**Aim of the exercise**. Reproduce verbatim the lines of the listing below, starting at the line that contains "Q: For each instance of the wide" and ending at the final line of the listing.

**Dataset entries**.

# # # #

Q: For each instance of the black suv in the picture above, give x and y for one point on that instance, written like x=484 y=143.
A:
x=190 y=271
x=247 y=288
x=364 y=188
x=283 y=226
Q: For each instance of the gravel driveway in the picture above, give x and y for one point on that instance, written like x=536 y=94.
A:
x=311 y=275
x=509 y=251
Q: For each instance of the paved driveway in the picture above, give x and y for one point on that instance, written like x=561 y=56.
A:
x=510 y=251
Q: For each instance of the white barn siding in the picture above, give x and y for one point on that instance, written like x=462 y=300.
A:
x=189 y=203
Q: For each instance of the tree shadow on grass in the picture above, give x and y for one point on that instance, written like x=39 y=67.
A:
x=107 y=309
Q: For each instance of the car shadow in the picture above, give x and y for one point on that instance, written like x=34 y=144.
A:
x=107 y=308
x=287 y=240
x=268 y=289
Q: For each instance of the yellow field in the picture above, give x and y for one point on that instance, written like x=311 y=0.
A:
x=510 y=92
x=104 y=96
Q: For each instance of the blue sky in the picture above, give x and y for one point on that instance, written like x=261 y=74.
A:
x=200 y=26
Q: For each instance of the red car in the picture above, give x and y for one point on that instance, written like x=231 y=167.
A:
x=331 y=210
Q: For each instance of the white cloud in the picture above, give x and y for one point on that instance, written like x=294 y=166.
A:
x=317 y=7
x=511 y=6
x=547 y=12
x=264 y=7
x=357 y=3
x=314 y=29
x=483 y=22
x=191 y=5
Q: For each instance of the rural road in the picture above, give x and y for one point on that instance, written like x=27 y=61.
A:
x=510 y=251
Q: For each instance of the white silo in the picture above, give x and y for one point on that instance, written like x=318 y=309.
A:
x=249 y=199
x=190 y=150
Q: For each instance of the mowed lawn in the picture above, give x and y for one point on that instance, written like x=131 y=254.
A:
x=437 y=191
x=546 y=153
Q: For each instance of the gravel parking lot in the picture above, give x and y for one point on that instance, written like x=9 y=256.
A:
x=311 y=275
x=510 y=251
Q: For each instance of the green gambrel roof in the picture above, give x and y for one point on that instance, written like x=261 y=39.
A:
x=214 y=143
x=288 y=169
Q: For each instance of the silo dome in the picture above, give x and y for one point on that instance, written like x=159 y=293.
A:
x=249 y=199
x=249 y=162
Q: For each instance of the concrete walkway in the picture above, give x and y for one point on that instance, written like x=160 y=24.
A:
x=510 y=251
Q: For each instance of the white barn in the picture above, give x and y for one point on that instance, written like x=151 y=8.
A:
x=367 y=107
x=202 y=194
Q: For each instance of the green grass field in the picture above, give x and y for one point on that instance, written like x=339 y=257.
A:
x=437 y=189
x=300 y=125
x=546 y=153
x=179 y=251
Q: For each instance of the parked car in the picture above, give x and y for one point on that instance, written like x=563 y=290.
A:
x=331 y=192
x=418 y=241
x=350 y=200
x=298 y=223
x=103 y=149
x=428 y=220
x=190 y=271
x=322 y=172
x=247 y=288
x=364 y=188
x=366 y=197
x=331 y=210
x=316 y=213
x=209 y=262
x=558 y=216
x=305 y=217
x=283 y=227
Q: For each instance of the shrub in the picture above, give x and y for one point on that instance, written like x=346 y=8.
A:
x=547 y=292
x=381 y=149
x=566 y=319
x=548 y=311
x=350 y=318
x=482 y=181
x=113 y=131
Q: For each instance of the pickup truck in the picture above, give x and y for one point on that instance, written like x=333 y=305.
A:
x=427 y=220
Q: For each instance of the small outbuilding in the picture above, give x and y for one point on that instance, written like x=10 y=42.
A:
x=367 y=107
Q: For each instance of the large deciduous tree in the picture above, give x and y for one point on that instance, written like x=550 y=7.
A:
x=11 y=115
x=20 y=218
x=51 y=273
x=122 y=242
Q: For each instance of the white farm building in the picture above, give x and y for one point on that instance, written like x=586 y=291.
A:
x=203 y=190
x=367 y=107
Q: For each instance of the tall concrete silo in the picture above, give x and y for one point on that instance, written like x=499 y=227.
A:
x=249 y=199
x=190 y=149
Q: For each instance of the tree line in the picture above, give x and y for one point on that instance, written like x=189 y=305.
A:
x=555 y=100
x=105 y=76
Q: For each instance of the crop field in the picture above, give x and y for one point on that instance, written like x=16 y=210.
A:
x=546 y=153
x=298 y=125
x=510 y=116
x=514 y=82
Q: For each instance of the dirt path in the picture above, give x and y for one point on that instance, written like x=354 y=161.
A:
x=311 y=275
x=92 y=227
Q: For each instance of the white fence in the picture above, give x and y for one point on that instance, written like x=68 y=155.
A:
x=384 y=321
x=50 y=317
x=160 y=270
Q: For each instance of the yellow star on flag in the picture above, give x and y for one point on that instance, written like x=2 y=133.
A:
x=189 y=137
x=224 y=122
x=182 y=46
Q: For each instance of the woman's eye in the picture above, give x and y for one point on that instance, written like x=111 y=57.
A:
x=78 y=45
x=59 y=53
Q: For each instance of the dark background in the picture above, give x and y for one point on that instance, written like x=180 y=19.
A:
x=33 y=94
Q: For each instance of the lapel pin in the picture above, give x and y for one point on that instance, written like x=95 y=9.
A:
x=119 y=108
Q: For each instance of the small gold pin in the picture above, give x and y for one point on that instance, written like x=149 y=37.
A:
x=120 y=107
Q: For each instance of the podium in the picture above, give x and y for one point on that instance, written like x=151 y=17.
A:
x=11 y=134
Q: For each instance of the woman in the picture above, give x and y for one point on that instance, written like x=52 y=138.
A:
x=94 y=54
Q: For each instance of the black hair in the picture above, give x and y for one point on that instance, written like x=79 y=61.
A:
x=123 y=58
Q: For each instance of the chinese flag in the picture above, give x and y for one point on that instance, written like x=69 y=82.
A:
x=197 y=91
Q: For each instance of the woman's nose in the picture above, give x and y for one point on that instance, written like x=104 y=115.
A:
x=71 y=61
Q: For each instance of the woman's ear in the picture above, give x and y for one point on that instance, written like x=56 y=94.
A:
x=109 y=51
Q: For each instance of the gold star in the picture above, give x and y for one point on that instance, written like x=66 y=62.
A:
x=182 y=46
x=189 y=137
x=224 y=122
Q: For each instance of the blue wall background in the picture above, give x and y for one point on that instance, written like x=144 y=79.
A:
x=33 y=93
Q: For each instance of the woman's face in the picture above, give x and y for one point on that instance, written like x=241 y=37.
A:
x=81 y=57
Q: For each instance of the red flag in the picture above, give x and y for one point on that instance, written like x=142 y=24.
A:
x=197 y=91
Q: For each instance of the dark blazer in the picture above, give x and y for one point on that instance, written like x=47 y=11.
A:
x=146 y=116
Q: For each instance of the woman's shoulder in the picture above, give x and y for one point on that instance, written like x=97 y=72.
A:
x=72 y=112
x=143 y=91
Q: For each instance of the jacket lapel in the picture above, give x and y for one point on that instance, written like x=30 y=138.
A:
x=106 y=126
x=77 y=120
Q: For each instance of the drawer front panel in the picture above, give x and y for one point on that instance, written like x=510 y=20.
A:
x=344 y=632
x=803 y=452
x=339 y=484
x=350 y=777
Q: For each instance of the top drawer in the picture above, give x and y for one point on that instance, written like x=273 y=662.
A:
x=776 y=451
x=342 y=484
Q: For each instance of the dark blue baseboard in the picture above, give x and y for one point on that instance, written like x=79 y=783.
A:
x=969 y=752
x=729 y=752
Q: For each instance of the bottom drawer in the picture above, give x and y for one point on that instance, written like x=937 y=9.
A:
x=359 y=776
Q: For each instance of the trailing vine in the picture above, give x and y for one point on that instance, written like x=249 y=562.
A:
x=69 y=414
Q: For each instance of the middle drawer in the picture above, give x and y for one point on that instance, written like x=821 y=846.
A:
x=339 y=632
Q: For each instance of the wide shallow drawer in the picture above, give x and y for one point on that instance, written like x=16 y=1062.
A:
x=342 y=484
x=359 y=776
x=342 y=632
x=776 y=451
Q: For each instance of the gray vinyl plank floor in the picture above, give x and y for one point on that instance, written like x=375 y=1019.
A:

# # # #

**Exercise output**.
Q: For each instance of the wide shallow drawer in the picture above, give x and y for one point on that instance, written like x=16 y=1062.
A:
x=342 y=484
x=359 y=776
x=342 y=632
x=776 y=451
Q: For each instance of the gray vinyl plank floor in the picture above, give x and y for one point on that instance, written like x=375 y=1019.
A:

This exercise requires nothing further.